* [Consigne]
Renomme « bounding box » en « bounding rectangle » partout dans les données ci-dessous, puis recopie-les sans aucune autre modification.

* [Données fournies]
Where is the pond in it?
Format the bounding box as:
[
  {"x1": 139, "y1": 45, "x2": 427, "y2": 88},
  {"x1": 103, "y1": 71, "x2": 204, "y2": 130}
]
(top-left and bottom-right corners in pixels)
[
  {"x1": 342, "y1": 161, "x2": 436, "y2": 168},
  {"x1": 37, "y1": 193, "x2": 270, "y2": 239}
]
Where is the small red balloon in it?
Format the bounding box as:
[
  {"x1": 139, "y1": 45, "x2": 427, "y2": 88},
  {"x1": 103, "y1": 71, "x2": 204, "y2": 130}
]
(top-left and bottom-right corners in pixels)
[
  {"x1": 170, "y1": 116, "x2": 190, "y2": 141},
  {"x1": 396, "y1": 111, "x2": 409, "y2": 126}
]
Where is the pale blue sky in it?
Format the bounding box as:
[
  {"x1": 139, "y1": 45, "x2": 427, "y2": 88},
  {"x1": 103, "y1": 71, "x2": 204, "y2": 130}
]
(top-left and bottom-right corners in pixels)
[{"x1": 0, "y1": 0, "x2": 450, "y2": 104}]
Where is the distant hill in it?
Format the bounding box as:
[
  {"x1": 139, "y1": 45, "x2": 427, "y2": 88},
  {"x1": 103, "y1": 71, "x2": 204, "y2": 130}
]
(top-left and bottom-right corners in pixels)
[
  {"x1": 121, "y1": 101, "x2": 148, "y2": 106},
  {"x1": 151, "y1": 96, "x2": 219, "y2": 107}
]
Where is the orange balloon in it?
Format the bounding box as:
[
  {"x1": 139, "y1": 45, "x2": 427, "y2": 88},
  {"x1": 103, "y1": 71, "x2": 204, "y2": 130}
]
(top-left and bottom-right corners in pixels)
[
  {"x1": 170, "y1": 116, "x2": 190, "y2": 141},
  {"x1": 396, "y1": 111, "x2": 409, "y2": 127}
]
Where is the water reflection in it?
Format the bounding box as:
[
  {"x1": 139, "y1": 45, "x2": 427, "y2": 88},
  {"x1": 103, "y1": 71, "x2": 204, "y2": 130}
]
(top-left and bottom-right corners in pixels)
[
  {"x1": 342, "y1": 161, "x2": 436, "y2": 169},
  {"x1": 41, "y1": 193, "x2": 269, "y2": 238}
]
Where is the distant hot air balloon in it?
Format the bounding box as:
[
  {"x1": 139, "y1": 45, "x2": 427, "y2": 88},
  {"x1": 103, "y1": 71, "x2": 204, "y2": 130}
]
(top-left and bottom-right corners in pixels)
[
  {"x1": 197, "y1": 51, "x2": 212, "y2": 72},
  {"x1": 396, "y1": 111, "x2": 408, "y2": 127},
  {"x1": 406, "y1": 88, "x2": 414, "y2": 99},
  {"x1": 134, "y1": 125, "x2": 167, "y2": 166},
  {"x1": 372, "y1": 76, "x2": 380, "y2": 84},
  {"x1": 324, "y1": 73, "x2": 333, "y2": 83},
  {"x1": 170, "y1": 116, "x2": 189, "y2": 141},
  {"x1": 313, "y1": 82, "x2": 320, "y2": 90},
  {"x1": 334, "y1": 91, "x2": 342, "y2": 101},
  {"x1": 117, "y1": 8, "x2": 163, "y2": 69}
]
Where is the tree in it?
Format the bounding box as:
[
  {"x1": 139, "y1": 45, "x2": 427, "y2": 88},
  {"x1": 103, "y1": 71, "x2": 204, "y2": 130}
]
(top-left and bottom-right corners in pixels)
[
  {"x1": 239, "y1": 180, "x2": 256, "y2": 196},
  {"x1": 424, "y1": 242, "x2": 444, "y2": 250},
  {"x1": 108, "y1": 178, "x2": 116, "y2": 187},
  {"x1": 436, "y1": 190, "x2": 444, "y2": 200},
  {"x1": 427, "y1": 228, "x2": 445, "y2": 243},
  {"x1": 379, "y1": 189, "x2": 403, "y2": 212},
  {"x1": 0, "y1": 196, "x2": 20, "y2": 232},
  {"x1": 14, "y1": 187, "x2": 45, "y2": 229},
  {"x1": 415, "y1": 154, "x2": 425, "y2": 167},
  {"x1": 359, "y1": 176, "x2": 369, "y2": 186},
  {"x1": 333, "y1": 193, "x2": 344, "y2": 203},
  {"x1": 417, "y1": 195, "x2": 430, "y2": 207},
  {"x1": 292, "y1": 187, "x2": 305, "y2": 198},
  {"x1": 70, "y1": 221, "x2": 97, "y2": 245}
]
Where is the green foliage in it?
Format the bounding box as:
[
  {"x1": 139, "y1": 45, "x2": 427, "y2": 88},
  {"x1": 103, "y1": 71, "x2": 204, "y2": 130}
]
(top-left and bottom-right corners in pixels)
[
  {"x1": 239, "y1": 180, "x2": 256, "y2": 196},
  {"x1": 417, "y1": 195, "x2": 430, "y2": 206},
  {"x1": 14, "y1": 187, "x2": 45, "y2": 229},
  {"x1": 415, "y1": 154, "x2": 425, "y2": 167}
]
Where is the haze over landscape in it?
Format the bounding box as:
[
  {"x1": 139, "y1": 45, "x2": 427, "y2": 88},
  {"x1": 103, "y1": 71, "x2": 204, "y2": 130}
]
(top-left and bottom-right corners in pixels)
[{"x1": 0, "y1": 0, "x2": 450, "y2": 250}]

* [Réponse]
Where is the pond in it?
Format the bounding rectangle as:
[
  {"x1": 139, "y1": 45, "x2": 427, "y2": 88},
  {"x1": 103, "y1": 71, "x2": 204, "y2": 130}
]
(top-left and bottom-right corners in pixels)
[
  {"x1": 342, "y1": 161, "x2": 436, "y2": 168},
  {"x1": 37, "y1": 193, "x2": 270, "y2": 239}
]
Where is the small red balloon in it?
Format the bounding rectangle as:
[
  {"x1": 139, "y1": 45, "x2": 427, "y2": 88},
  {"x1": 103, "y1": 71, "x2": 204, "y2": 130}
]
(top-left and bottom-right corners in pixels)
[
  {"x1": 170, "y1": 116, "x2": 190, "y2": 141},
  {"x1": 396, "y1": 111, "x2": 409, "y2": 126}
]
Where is the pale blue sky in it?
Format the bounding rectangle as:
[
  {"x1": 139, "y1": 45, "x2": 427, "y2": 88},
  {"x1": 103, "y1": 71, "x2": 204, "y2": 130}
]
(top-left and bottom-right corners in pixels)
[{"x1": 0, "y1": 0, "x2": 450, "y2": 104}]
Where is the distant hill in it?
Format the bounding rectangle as:
[
  {"x1": 139, "y1": 45, "x2": 427, "y2": 88},
  {"x1": 103, "y1": 71, "x2": 204, "y2": 130}
]
(top-left and bottom-right corners in pixels)
[
  {"x1": 121, "y1": 101, "x2": 148, "y2": 106},
  {"x1": 151, "y1": 96, "x2": 219, "y2": 107}
]
Where is the orange balloon in it?
Format the bounding rectangle as:
[
  {"x1": 139, "y1": 45, "x2": 427, "y2": 88},
  {"x1": 103, "y1": 71, "x2": 204, "y2": 130}
]
(top-left and bottom-right corners in pixels)
[
  {"x1": 170, "y1": 116, "x2": 190, "y2": 141},
  {"x1": 396, "y1": 111, "x2": 409, "y2": 127}
]
Where is the water reflection in it?
Format the bounding rectangle as:
[
  {"x1": 139, "y1": 45, "x2": 427, "y2": 88},
  {"x1": 103, "y1": 71, "x2": 204, "y2": 130}
]
(top-left and bottom-right corners in pixels)
[
  {"x1": 342, "y1": 161, "x2": 436, "y2": 169},
  {"x1": 41, "y1": 193, "x2": 269, "y2": 238}
]
Where is the distant hot air balloon in it?
Format the bounding rectangle as:
[
  {"x1": 139, "y1": 45, "x2": 427, "y2": 88},
  {"x1": 103, "y1": 71, "x2": 204, "y2": 130}
]
(top-left and bottom-right corners in pixels)
[
  {"x1": 197, "y1": 51, "x2": 212, "y2": 72},
  {"x1": 396, "y1": 111, "x2": 408, "y2": 127},
  {"x1": 406, "y1": 88, "x2": 414, "y2": 99},
  {"x1": 134, "y1": 125, "x2": 167, "y2": 166},
  {"x1": 372, "y1": 76, "x2": 380, "y2": 84},
  {"x1": 324, "y1": 73, "x2": 333, "y2": 83},
  {"x1": 170, "y1": 116, "x2": 189, "y2": 141},
  {"x1": 313, "y1": 82, "x2": 320, "y2": 90},
  {"x1": 334, "y1": 91, "x2": 342, "y2": 101},
  {"x1": 117, "y1": 8, "x2": 163, "y2": 69}
]
Where is the tree in it?
Format the bounding rectangle as:
[
  {"x1": 139, "y1": 45, "x2": 427, "y2": 88},
  {"x1": 103, "y1": 71, "x2": 204, "y2": 130}
]
(top-left and bottom-right corners in pixels)
[
  {"x1": 239, "y1": 180, "x2": 256, "y2": 196},
  {"x1": 424, "y1": 242, "x2": 444, "y2": 250},
  {"x1": 108, "y1": 178, "x2": 116, "y2": 187},
  {"x1": 436, "y1": 190, "x2": 444, "y2": 200},
  {"x1": 427, "y1": 228, "x2": 445, "y2": 243},
  {"x1": 379, "y1": 189, "x2": 403, "y2": 212},
  {"x1": 0, "y1": 196, "x2": 20, "y2": 232},
  {"x1": 14, "y1": 187, "x2": 45, "y2": 229},
  {"x1": 415, "y1": 154, "x2": 425, "y2": 167},
  {"x1": 359, "y1": 176, "x2": 369, "y2": 186},
  {"x1": 333, "y1": 193, "x2": 344, "y2": 203},
  {"x1": 417, "y1": 195, "x2": 430, "y2": 207},
  {"x1": 292, "y1": 187, "x2": 305, "y2": 198},
  {"x1": 70, "y1": 221, "x2": 97, "y2": 245}
]
Where is the green foliage in it?
Format the bounding rectangle as:
[
  {"x1": 139, "y1": 45, "x2": 427, "y2": 88},
  {"x1": 103, "y1": 71, "x2": 204, "y2": 130}
]
(top-left and bottom-right corners in pixels)
[
  {"x1": 239, "y1": 180, "x2": 256, "y2": 196},
  {"x1": 417, "y1": 195, "x2": 430, "y2": 206},
  {"x1": 14, "y1": 187, "x2": 45, "y2": 229},
  {"x1": 415, "y1": 154, "x2": 425, "y2": 167}
]
Where is the haze over landscape in it?
Format the bounding rectangle as:
[
  {"x1": 139, "y1": 45, "x2": 427, "y2": 88},
  {"x1": 103, "y1": 71, "x2": 204, "y2": 130}
]
(top-left and bottom-right corners in pixels)
[{"x1": 0, "y1": 0, "x2": 450, "y2": 250}]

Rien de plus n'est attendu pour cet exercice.